Dalam teks tentang Raja Panditha, ke mana sang raja dikirim setelah dipindahkan ke Jepara?
===== Kutipan teks
Keluarga besar Masthuroh akhirnya mengakui jika Kaca merupakan Raja Panditha. Hanya, mereka menolak jika makam leluhurnya dipindahkan ke Malinau seperti permintaan masyarakat Suku Tidung di Kalimantan. "Nanti bagaimana kalau mau ziarah,"katanya.
Setelah berembuk, keluarga besar baik dari Malinau maupun Pulau Tidung sepakat untuk memindahkan makam sang raja ke makam yang lebih layak. Prosesi adat pun dilakukan. Tetarian dan senjata tradisional Tidung ditampilkan. Tiga bupati mengiringi upacara pemindahan makam itu hingga akhirnya menjadi seperti sekarang.
Kata Masthuroh, Raja Panditha merupakan pelarian Belanda. Sikap tegas sang raja untuk menolak mengakui Belanda sebagai pemerintah yang sah di bumi Malinau membuatnya harus terusir. Dia sempat diasingkan ke Banjar kemudian dipindahkan ke Jepara. Setelah itu, Raja Panditha dikirim ke Batavia. "Dari Batavia itu mungkin dia lari ke sini,"katanya.
Sebagai pelarian, sang raja benar-benar menutup jati dirinya saat tinggal di pulau. Dia mengaku berasal dari Banjar, bukan Malinau. Raja juga menggunakan nama kecilnya, Kaca, yang tak pernah diketahui Belanda. Sampai kepada keluarganya, raja tidak pernah mengisahkan darimana sebenarnya dia berasal.
Karena itu, Masthuroh mengungkapkan, sulit untuk mencari bekas-bekas budaya Tidung di pulau itu. Untuk makanan pun, Kaca tidak mewariskan resep spesial. Masthuroh hanya mengingat pindang ikan asam garam sebagai makanan warisan keluarga. Boleh jadi resep itu menjadi satu warisan suku Tidung yang dibawa Kaca. Karena saat diundang ke Malinau, Masthuroh mengaku melihat resep yang mirip dengan pindang di Pulau Tidung.
Masthuroh dan Wak Ale mengapresiasi gerakan anak muda Pulau Tidung yang menggelar festival berisi seni dan budaya juga kuliner tradisional. Buat mereka, apa yang dilakukan Ghozali, Andi Hakim dan kawan-kawannya dapat menjadi pemantik pencarian akar budaya nenek moyang. Meski jejak warisan itu pun sulit ditemukan, mereka berharap festival itu menjadi awal hidupnya obor budaya untuk suku-suku di Tidung.
==========
===== Entri
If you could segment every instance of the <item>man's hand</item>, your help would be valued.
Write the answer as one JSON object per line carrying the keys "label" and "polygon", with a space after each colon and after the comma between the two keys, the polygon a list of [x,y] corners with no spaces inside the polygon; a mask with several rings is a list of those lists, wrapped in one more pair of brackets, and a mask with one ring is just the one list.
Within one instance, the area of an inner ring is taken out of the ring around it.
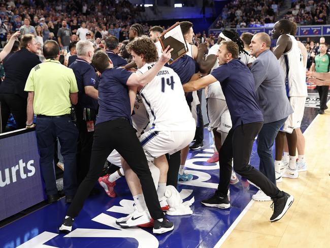
{"label": "man's hand", "polygon": [[322,86],[324,85],[324,82],[323,80],[320,80],[317,78],[309,78],[307,79],[307,82],[309,83],[312,83],[313,84],[317,86]]}
{"label": "man's hand", "polygon": [[208,51],[208,47],[205,43],[202,43],[198,46],[198,50],[203,51],[203,53],[207,53]]}
{"label": "man's hand", "polygon": [[173,50],[173,48],[170,48],[170,46],[168,46],[164,51],[161,53],[161,56],[159,59],[159,62],[161,64],[165,65],[168,61],[171,59],[171,52]]}

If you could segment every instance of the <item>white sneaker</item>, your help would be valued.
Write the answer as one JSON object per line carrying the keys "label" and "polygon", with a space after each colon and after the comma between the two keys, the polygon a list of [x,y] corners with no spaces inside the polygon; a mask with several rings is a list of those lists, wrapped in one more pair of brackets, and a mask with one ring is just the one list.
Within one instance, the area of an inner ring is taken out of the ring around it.
{"label": "white sneaker", "polygon": [[298,178],[298,171],[296,168],[294,170],[292,170],[289,166],[287,166],[283,173],[282,176],[283,177],[287,177],[289,178],[295,179]]}
{"label": "white sneaker", "polygon": [[306,171],[307,170],[306,162],[301,162],[298,161],[295,163],[295,166],[299,172]]}
{"label": "white sneaker", "polygon": [[259,188],[258,186],[257,186],[256,185],[255,185],[254,183],[253,183],[252,182],[251,182],[251,181],[250,181],[249,180],[247,180],[247,181],[249,182],[249,183],[250,183],[251,185],[252,185],[254,186],[254,187],[255,187],[255,188],[256,188],[258,190],[261,190],[260,189],[260,188]]}
{"label": "white sneaker", "polygon": [[289,165],[289,161],[282,160],[281,161],[281,170],[284,170]]}
{"label": "white sneaker", "polygon": [[123,228],[146,225],[150,223],[150,216],[147,210],[139,212],[137,209],[125,217],[118,219],[116,224]]}
{"label": "white sneaker", "polygon": [[235,171],[234,170],[232,170],[232,177],[230,177],[230,184],[235,184],[239,182],[238,178],[237,178],[237,176],[236,176],[236,174],[235,173]]}
{"label": "white sneaker", "polygon": [[259,190],[255,195],[252,196],[252,199],[255,201],[271,201],[270,197],[263,193],[263,191]]}
{"label": "white sneaker", "polygon": [[277,183],[282,181],[283,178],[282,178],[282,173],[275,171],[275,179],[276,179]]}

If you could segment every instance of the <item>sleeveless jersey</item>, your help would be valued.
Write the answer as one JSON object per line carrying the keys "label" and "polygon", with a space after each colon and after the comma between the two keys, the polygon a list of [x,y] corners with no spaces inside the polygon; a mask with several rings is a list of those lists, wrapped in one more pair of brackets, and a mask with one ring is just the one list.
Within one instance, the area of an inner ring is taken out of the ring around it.
{"label": "sleeveless jersey", "polygon": [[[144,73],[154,64],[147,63],[138,71]],[[180,78],[172,69],[163,67],[140,94],[149,116],[151,129],[157,131],[187,131],[196,129]]]}
{"label": "sleeveless jersey", "polygon": [[307,97],[306,72],[298,42],[294,36],[287,35],[292,42],[291,49],[282,54],[279,61],[285,75],[288,97]]}

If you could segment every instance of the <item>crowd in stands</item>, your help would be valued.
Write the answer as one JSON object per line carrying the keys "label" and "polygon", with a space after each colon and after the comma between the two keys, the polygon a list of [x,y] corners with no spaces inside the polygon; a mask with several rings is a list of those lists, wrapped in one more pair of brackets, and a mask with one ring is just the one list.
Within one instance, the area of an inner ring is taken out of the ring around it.
{"label": "crowd in stands", "polygon": [[285,18],[300,25],[324,25],[329,14],[328,1],[301,0],[292,2]]}
{"label": "crowd in stands", "polygon": [[258,27],[274,22],[283,0],[236,0],[225,5],[216,28]]}

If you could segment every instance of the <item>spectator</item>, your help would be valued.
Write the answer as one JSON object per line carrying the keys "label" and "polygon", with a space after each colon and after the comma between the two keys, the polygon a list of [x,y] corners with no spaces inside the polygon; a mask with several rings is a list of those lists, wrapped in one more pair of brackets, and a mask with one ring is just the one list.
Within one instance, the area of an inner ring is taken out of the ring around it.
{"label": "spectator", "polygon": [[[13,36],[12,39],[14,37]],[[21,49],[6,59],[4,64],[6,78],[0,85],[3,130],[11,113],[18,129],[25,127],[27,94],[24,92],[24,87],[31,69],[41,63],[36,54],[37,42],[33,35],[23,36],[20,46]]]}
{"label": "spectator", "polygon": [[22,36],[29,34],[36,36],[35,27],[30,25],[30,20],[27,18],[24,19],[24,25],[20,27],[20,30]]}
{"label": "spectator", "polygon": [[86,28],[86,22],[83,21],[81,23],[81,26],[77,30],[77,35],[79,36],[81,41],[85,41],[86,40],[86,36],[89,33],[89,30]]}
{"label": "spectator", "polygon": [[123,66],[126,65],[127,61],[118,55],[119,43],[115,36],[110,36],[105,40],[106,53],[112,61],[114,67]]}
{"label": "spectator", "polygon": [[[58,44],[47,41],[43,47],[46,60],[31,70],[24,90],[28,92],[26,128],[34,127],[37,114],[36,133],[40,151],[40,164],[46,184],[49,203],[58,200],[53,160],[56,137],[65,165],[63,190],[65,202],[71,202],[77,190],[76,152],[78,131],[70,118],[71,103],[78,101],[78,87],[72,70],[62,66]],[[47,80],[45,80],[47,78]]]}
{"label": "spectator", "polygon": [[61,49],[69,49],[69,45],[70,44],[70,36],[72,35],[71,30],[67,27],[67,21],[62,21],[62,27],[57,32],[57,40]]}

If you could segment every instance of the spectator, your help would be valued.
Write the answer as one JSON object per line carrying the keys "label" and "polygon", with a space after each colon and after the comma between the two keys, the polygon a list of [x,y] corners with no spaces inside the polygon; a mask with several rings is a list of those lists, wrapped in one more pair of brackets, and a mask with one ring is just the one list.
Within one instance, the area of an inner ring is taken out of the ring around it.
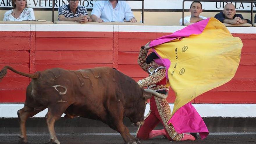
{"label": "spectator", "polygon": [[97,1],[91,14],[94,22],[136,22],[131,7],[122,1]]}
{"label": "spectator", "polygon": [[12,0],[12,5],[14,8],[4,13],[4,21],[22,21],[35,19],[33,9],[28,8],[26,0]]}
{"label": "spectator", "polygon": [[232,3],[226,4],[222,12],[215,15],[214,17],[223,23],[232,24],[250,23],[249,19],[243,19],[241,14],[236,14],[235,6]]}
{"label": "spectator", "polygon": [[[184,18],[184,24],[189,22],[196,22],[207,19],[206,17],[199,15],[202,11],[201,3],[200,1],[193,1],[189,9],[189,12],[191,13],[191,15]],[[182,18],[179,20],[179,24],[182,25]]]}
{"label": "spectator", "polygon": [[61,6],[58,9],[58,20],[78,22],[85,23],[91,22],[85,7],[78,6],[79,0],[68,0],[69,4]]}

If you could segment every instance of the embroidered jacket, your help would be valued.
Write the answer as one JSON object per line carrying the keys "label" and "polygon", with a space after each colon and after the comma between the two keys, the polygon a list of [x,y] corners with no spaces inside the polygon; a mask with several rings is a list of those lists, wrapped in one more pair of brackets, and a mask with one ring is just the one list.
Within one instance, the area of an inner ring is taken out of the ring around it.
{"label": "embroidered jacket", "polygon": [[149,74],[147,77],[140,80],[137,83],[141,87],[147,86],[155,91],[161,90],[169,90],[169,85],[166,77],[166,68],[159,66],[155,69],[146,63],[148,50],[141,48],[138,58],[138,64],[144,71]]}

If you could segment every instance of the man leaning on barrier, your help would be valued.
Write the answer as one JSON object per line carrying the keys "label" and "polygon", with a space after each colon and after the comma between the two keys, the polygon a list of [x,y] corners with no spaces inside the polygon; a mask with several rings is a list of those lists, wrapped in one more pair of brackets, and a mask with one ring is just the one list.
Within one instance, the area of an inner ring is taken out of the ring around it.
{"label": "man leaning on barrier", "polygon": [[[184,17],[184,23],[189,22],[196,22],[200,20],[206,19],[207,17],[200,15],[202,12],[202,4],[200,1],[193,1],[190,5],[189,12],[191,15]],[[179,20],[179,24],[182,25],[182,18]]]}
{"label": "man leaning on barrier", "polygon": [[124,1],[97,1],[91,14],[94,22],[136,22],[137,20],[132,13],[131,7]]}
{"label": "man leaning on barrier", "polygon": [[58,20],[78,22],[85,23],[92,21],[85,7],[78,6],[79,0],[68,0],[69,4],[59,8]]}
{"label": "man leaning on barrier", "polygon": [[235,6],[231,3],[226,4],[222,11],[215,15],[214,17],[222,23],[232,24],[251,23],[249,19],[244,19],[242,15],[236,14]]}

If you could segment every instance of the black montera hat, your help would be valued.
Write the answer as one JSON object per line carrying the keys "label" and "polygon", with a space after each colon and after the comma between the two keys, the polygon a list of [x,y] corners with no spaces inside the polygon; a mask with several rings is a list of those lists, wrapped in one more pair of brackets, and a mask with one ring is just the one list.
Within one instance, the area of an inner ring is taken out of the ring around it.
{"label": "black montera hat", "polygon": [[146,58],[146,63],[147,64],[149,64],[150,62],[154,60],[154,59],[160,58],[154,52],[152,52],[147,56]]}

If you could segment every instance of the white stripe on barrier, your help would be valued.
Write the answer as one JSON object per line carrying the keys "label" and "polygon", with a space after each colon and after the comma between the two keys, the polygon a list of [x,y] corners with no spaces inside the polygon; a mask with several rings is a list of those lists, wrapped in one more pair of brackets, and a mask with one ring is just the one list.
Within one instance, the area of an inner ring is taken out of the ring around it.
{"label": "white stripe on barrier", "polygon": [[[169,105],[172,110],[173,104]],[[223,117],[256,117],[256,104],[192,104],[201,116]],[[17,118],[17,111],[24,106],[23,104],[0,104],[0,118]],[[149,104],[147,104],[145,115],[148,112]],[[47,113],[46,109],[36,115],[34,117],[43,117]],[[65,114],[62,115],[64,116]]]}

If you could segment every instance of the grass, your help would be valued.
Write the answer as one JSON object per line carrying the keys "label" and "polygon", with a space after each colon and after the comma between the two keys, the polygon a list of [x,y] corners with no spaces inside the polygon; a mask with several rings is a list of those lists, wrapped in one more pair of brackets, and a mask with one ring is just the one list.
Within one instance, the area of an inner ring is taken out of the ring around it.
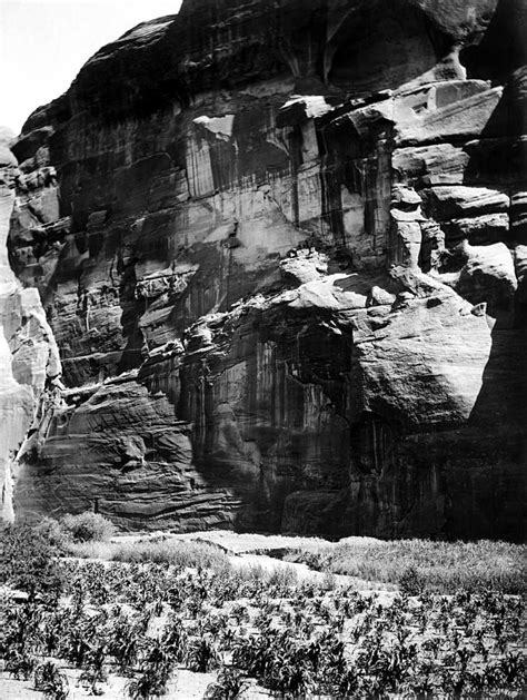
==========
Hasil latihan
Ke Batavia.